[Source extract]
___

# Which Strangedog cover(s) do you own



## Goofy370 (Dec 6, 2008)

Inspired by another thread...

So which strangedog covers do you have??

I have warm quilt, celtic knot and the black metallic dragonfly (no leather)...


----------



## intinst (Dec 23, 2008)

I have the Leather - Canvas/Deer. Would really like the World Map but haven't timed it right yet.


----------



## Dallas (Jan 25, 2009)

I have the desert Battle Dress Uniform Camo.


----------



## Atunah (Nov 20, 2008)

I have the Old World Map, I got lucky a few weeks ago and happened to be on the site at the right time.


----------



## wavsite (Nov 12, 2008)

I have the Dragon Fly - Metallic on Black w/Lamb Trim one.  Got lucky, like someone else said.  

And yet, I still compulsively check the site for more covers.  I don't know that I need or WANT another one, but... they're so nice!  And I know the money is going straight to the designer/maker, which is nice, too.

I love the way it makes a "ledge" on the left side when you fold the cover back!  I keep meaning to post pictures...


----------



## Neversleepsawink;) (Dec 16, 2008)

I was lucky enough to get the frog one (all green), LOVE IT!!!  Someone here was selling three of his covers, and I was lucky enough to get one   Thank you Sailorman!!!


----------



## MonaSW (Nov 16, 2008)

I have the Black Metallic Dragonfly. Very nice.


----------



## ricky (Dec 24, 2008)

I have Peyote, Butterflies, Tan Butterflies, CamoFrog, and Old World Map.  They are great.  Oh, and Dragonfly.....  almost too lovely to use.


----------



## MineKinder (Jan 5, 2009)

Black lamb dragonfly, with no Kindle:-(


----------



## Liz B (Jan 9, 2009)

I have the serious color (beautiful flowers) and the red dragonfly. Now all I need is my Kindle to fill it up!

Liz


----------



## Annalog (Dec 28, 2008)

I have the serious color cover and no Kindle yet to put in it. 
Anna


----------



## ricky (Dec 24, 2008)

___

(Location labeling records)

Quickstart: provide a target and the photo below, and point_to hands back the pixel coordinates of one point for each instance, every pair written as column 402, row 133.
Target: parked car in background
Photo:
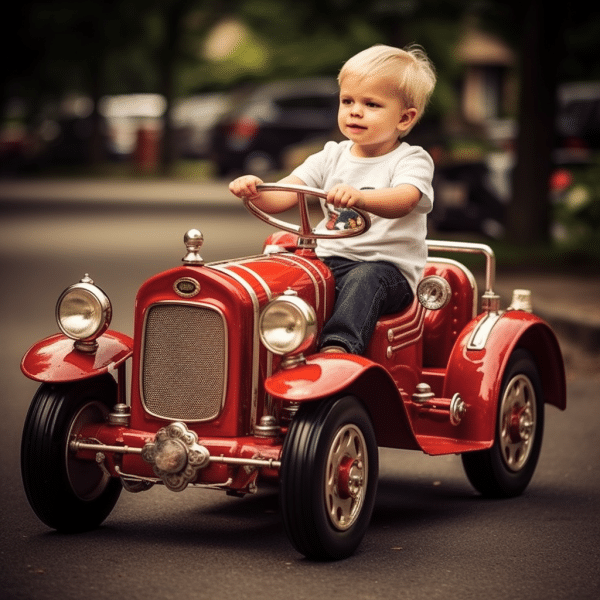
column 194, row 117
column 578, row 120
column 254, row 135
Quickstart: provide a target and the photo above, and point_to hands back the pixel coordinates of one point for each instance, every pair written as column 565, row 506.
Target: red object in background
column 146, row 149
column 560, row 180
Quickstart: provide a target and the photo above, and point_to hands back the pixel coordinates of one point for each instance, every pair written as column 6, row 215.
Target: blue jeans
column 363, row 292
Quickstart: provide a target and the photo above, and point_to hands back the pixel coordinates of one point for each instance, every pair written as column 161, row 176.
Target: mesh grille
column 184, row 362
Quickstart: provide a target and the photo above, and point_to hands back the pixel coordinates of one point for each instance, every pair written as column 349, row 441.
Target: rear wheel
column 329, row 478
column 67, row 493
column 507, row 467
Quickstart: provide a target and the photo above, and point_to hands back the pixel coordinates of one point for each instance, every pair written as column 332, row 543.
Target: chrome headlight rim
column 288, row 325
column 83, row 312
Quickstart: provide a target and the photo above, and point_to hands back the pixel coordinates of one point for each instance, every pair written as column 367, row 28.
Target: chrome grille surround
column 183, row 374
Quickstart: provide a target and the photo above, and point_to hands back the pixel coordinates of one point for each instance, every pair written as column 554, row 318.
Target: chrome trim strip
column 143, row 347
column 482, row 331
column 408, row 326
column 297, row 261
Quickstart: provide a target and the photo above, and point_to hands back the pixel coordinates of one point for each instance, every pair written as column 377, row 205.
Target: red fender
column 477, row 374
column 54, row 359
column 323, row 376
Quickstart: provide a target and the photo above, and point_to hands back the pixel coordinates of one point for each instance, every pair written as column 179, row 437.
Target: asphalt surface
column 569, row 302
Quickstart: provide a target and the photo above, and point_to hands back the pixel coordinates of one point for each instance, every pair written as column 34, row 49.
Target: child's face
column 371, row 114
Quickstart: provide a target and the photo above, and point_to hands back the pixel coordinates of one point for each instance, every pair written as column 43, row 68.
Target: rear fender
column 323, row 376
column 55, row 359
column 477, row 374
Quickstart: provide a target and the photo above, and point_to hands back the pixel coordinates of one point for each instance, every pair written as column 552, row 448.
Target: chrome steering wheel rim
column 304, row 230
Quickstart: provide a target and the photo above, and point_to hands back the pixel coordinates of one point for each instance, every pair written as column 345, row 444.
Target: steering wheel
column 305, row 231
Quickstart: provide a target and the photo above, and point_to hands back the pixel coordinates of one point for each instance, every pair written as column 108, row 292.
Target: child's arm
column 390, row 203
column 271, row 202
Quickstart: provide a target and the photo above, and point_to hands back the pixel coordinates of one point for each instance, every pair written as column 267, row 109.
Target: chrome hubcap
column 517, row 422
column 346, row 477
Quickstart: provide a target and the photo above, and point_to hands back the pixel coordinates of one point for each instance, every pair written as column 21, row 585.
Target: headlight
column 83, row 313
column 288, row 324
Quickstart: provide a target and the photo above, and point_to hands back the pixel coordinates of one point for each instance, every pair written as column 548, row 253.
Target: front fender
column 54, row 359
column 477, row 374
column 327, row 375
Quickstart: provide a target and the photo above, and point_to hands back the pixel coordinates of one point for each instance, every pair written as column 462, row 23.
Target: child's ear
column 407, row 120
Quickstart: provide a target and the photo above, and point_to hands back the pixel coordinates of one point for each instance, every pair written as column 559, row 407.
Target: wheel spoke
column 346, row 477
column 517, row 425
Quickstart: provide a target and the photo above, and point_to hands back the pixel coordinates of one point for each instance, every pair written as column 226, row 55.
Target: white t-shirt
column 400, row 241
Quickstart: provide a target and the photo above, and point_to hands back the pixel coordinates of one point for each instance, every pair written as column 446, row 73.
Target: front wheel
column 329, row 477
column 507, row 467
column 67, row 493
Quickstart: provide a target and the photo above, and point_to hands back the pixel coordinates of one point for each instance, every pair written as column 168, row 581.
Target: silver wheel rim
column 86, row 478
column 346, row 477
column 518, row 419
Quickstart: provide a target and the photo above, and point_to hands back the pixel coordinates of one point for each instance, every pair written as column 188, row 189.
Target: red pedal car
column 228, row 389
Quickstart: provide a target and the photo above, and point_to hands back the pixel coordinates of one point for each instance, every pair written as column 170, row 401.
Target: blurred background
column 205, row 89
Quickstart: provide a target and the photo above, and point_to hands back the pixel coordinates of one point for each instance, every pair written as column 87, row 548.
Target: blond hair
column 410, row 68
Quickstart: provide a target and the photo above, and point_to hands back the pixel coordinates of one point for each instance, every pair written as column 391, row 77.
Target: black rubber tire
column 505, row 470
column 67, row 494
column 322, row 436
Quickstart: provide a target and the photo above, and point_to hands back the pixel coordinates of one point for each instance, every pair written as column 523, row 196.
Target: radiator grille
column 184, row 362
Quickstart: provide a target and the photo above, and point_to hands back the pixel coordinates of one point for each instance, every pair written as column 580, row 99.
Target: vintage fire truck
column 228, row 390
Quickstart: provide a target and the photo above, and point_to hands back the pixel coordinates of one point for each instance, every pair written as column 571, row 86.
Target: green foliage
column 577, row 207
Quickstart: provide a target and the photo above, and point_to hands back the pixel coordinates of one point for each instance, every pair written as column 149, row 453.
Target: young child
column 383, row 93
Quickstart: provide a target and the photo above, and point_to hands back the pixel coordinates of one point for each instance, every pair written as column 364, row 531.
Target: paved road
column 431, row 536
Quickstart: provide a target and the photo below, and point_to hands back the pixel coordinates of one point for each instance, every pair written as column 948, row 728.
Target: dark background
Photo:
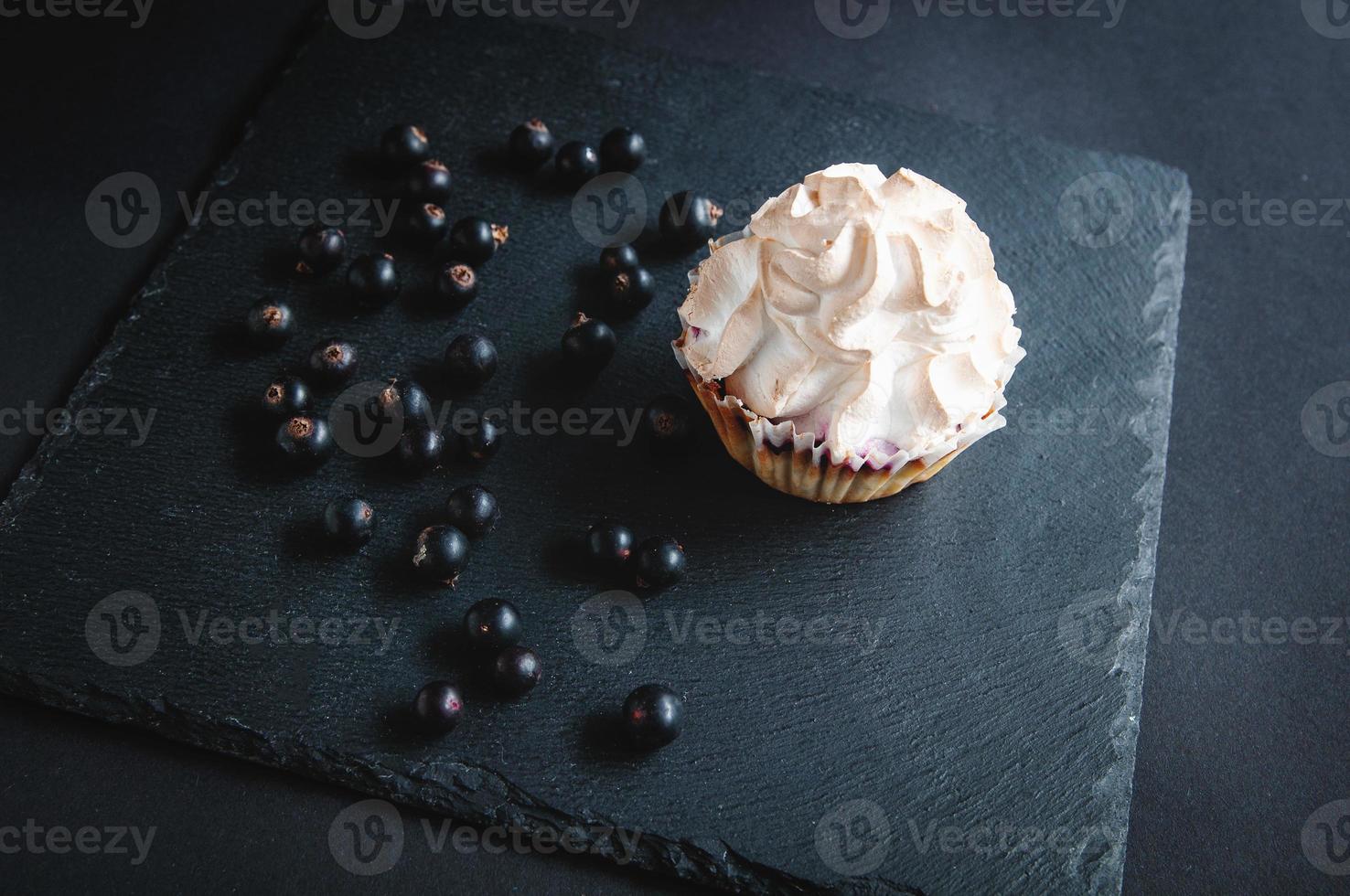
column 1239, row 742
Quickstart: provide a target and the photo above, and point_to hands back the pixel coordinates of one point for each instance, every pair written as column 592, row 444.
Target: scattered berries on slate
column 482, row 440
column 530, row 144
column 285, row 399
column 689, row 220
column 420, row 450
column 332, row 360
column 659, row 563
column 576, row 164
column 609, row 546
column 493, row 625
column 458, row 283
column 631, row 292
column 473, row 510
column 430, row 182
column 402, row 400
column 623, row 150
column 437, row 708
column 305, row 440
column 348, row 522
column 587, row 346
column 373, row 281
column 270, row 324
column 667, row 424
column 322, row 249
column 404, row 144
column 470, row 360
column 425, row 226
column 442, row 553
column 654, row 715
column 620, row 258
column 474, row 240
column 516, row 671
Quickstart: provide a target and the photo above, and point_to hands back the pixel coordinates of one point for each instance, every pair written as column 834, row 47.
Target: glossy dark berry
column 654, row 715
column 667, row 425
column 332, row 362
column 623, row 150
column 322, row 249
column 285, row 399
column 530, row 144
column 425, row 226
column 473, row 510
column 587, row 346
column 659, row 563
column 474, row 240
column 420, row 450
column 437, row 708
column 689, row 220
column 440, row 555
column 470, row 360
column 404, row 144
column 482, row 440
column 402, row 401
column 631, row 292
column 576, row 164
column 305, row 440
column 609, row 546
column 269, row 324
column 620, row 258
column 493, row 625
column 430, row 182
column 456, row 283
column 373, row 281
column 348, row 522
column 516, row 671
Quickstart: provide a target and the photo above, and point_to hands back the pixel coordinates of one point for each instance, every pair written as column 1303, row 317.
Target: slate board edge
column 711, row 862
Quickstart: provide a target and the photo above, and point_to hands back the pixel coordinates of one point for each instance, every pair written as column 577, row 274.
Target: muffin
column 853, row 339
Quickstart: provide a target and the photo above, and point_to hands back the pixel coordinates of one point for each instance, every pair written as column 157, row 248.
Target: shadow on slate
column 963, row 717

___

[What you need to do] Copy word for word the stretch of the Strangedog cover thread from "I love the way" through "(Dec 16, 2008)".

[Solution to the exercise]
I love the way it makes a "ledge" on the left side when you fold the cover back!  I keep meaning to post pictures...


----------



## Neversleepsawink;) (Dec 16, 2008)